● **Task details**
Count the lines in the records below that contain the word "woman", and give only that count.

(Beginning of Data shown)

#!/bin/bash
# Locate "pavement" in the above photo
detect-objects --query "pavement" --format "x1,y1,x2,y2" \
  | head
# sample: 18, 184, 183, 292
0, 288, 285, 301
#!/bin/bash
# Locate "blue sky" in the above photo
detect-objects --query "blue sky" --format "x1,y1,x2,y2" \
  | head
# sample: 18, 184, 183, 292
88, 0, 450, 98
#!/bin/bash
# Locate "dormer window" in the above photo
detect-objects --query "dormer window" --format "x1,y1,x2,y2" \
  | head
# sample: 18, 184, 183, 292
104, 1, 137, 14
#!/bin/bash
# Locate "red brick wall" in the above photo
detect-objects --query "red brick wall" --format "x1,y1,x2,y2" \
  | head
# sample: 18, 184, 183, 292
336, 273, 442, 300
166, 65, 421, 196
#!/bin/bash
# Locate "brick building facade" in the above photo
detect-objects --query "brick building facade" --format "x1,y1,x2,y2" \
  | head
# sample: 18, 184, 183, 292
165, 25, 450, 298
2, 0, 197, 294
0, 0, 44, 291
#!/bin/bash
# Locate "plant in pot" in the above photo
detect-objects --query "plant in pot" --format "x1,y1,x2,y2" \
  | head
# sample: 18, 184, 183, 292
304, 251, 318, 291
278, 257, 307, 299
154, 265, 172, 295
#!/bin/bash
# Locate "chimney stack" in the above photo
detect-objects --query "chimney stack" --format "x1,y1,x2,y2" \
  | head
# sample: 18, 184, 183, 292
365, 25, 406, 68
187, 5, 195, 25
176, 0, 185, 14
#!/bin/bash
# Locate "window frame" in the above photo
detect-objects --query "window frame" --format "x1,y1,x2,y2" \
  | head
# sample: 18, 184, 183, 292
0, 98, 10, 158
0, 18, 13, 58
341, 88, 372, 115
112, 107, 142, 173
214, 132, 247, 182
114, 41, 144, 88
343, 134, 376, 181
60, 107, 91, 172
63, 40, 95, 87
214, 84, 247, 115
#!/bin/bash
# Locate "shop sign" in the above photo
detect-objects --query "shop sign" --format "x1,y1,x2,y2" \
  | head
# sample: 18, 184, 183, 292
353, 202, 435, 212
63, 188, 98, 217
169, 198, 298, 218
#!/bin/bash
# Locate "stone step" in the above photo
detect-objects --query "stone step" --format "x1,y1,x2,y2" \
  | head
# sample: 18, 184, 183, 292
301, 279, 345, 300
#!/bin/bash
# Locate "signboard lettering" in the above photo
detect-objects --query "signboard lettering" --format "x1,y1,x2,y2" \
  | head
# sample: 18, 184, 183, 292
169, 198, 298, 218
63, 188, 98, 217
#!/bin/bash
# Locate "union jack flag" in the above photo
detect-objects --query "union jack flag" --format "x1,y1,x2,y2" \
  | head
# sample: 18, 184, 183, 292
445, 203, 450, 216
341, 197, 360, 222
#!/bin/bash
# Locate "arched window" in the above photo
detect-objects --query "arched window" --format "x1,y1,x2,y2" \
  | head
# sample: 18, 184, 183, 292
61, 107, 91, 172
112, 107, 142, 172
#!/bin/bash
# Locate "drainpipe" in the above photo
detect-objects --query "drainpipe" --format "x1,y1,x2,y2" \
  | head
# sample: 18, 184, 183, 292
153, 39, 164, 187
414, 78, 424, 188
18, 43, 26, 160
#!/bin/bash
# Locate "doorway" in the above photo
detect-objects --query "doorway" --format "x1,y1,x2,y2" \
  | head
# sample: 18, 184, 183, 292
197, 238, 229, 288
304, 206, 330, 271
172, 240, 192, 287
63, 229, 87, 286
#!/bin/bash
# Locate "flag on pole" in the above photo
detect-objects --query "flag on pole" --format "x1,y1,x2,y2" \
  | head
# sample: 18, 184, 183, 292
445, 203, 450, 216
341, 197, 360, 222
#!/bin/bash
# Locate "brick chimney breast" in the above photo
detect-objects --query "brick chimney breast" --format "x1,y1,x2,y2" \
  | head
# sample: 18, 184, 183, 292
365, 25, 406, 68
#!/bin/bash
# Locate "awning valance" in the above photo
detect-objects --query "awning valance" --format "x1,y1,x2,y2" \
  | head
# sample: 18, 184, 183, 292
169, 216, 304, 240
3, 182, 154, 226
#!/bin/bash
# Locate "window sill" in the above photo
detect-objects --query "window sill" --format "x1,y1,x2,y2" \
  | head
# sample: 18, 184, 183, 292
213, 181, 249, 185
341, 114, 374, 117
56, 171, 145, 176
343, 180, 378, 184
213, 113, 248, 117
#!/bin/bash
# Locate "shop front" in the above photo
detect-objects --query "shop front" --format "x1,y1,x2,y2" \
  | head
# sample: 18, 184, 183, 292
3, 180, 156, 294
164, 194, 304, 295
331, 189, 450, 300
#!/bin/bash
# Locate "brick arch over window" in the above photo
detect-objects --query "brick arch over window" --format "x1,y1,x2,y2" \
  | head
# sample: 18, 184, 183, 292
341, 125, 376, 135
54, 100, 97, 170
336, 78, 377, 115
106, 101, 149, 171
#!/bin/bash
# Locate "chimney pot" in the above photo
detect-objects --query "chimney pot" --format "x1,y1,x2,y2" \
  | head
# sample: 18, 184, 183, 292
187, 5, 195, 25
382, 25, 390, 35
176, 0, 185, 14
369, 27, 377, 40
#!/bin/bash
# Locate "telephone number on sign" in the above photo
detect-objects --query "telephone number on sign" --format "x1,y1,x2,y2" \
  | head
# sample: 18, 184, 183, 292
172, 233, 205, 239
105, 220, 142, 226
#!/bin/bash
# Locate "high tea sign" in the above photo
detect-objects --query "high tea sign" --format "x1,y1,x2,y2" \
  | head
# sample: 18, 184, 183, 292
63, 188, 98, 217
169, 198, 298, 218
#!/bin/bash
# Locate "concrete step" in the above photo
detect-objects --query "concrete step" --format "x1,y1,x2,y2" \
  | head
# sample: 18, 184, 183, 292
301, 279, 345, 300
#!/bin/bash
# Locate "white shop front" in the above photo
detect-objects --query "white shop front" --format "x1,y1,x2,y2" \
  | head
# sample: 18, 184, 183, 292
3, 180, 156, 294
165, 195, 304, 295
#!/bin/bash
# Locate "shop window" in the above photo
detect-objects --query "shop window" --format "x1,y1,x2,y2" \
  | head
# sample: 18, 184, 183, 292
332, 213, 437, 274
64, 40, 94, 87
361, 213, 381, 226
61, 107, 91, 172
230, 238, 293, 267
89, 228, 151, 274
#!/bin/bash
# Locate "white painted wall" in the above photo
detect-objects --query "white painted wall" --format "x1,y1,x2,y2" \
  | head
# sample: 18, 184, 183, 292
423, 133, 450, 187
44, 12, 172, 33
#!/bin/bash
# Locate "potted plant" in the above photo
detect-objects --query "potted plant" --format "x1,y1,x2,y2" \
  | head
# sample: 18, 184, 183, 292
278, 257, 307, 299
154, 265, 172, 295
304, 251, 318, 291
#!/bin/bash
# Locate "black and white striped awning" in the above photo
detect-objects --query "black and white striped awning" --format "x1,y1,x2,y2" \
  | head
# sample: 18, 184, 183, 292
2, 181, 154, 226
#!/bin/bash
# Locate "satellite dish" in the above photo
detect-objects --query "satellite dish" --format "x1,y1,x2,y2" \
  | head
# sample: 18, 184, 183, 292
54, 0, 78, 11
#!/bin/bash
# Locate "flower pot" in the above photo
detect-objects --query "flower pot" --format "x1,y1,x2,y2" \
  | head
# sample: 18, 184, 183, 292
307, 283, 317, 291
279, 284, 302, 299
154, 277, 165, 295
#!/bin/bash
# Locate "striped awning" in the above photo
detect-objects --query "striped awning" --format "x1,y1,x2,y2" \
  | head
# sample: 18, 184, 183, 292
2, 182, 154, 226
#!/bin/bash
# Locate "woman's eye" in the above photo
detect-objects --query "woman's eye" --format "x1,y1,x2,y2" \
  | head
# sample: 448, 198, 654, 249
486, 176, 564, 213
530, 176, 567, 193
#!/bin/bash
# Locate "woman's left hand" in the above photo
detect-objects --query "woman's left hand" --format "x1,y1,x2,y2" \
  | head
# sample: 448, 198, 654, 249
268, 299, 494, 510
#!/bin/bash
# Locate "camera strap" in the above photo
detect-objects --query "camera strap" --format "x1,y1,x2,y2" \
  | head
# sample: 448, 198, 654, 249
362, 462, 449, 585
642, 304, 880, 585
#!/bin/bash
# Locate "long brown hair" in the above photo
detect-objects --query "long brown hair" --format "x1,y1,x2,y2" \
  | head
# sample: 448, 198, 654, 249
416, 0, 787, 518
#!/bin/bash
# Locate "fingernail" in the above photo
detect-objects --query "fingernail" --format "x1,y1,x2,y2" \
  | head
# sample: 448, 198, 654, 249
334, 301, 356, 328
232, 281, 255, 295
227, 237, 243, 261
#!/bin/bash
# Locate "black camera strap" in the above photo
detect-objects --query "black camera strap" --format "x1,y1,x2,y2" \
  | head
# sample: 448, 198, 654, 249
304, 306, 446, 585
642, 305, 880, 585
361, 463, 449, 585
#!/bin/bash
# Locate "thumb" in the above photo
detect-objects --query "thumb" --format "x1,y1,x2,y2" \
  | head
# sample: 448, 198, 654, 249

(End of Data shown)

● **Answer space**
4